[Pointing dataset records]
_ _ _ _ _

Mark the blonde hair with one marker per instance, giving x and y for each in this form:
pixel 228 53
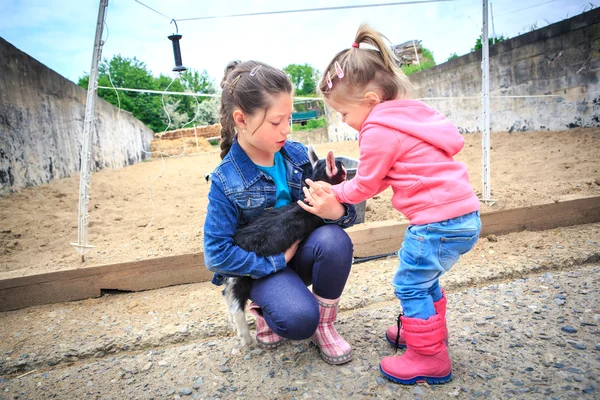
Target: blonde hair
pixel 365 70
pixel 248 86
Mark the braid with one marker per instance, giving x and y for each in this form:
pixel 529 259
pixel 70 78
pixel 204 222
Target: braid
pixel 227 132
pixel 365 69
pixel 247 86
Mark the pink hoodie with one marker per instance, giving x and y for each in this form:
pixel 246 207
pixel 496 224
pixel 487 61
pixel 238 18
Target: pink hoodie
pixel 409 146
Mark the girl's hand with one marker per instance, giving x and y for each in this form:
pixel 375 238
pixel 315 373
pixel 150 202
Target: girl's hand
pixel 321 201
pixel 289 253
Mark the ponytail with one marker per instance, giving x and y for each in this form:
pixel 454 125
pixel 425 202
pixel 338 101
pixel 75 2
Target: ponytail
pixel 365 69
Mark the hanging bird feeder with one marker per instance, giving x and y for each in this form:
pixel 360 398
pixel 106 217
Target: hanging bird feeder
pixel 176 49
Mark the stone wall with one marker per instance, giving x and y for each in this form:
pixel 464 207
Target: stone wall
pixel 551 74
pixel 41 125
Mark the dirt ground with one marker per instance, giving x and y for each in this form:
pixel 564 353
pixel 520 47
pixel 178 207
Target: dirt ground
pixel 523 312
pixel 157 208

_ _ _ _ _

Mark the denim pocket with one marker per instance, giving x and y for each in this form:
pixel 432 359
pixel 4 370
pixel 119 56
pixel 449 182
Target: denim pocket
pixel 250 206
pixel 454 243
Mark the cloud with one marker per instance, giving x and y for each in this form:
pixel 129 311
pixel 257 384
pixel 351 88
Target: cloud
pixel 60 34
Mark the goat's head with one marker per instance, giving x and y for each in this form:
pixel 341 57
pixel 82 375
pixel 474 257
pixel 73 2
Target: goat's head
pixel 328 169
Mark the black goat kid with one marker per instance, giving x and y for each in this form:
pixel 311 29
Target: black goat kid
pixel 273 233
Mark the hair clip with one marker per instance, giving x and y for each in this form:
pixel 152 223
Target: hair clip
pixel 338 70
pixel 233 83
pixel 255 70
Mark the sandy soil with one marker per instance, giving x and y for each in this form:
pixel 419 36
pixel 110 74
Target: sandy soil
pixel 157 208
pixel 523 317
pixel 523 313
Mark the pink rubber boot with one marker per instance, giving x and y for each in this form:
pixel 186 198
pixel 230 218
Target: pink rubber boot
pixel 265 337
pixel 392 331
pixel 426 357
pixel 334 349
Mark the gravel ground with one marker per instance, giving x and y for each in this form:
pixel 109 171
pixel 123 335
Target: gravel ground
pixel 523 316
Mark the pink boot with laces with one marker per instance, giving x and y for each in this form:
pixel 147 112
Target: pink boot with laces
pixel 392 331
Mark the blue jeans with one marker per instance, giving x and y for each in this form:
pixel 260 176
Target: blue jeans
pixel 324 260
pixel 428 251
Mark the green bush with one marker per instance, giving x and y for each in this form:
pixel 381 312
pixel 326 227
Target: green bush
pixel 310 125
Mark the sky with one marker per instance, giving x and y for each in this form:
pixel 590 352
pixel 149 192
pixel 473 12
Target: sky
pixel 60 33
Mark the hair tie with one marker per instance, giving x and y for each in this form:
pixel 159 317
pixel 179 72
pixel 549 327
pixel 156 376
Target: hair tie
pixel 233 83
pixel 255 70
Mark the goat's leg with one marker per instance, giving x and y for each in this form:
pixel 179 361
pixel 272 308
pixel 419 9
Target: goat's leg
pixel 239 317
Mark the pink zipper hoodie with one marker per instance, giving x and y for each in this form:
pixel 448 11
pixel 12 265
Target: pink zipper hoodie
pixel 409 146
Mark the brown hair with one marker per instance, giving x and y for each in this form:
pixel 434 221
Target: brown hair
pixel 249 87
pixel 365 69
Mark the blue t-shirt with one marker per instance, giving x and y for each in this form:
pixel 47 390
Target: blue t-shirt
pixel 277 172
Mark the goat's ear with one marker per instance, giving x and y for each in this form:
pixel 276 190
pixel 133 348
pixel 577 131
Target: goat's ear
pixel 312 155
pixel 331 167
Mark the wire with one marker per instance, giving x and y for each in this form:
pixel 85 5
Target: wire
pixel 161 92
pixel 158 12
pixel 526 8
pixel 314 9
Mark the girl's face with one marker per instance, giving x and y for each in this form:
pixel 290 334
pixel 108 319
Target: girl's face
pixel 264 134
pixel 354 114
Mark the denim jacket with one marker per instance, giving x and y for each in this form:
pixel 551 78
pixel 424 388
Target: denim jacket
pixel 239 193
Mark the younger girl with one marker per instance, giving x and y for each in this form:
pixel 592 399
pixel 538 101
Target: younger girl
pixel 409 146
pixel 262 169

_ _ _ _ _

Your objective: Return everything from the line containing "Mark the blonde" down to the line containing "pixel 247 86", both included, reproducing those lines without change. Leave out the pictures.

Exercise solution:
Mark the blonde hair with one marker per instance, giving x and y for each in this form:
pixel 228 53
Target: blonde hair
pixel 365 70
pixel 248 86
Mark the braid with one marker per instance, giving x and y for each in this form:
pixel 529 259
pixel 70 78
pixel 204 222
Target: braid
pixel 227 132
pixel 365 69
pixel 247 86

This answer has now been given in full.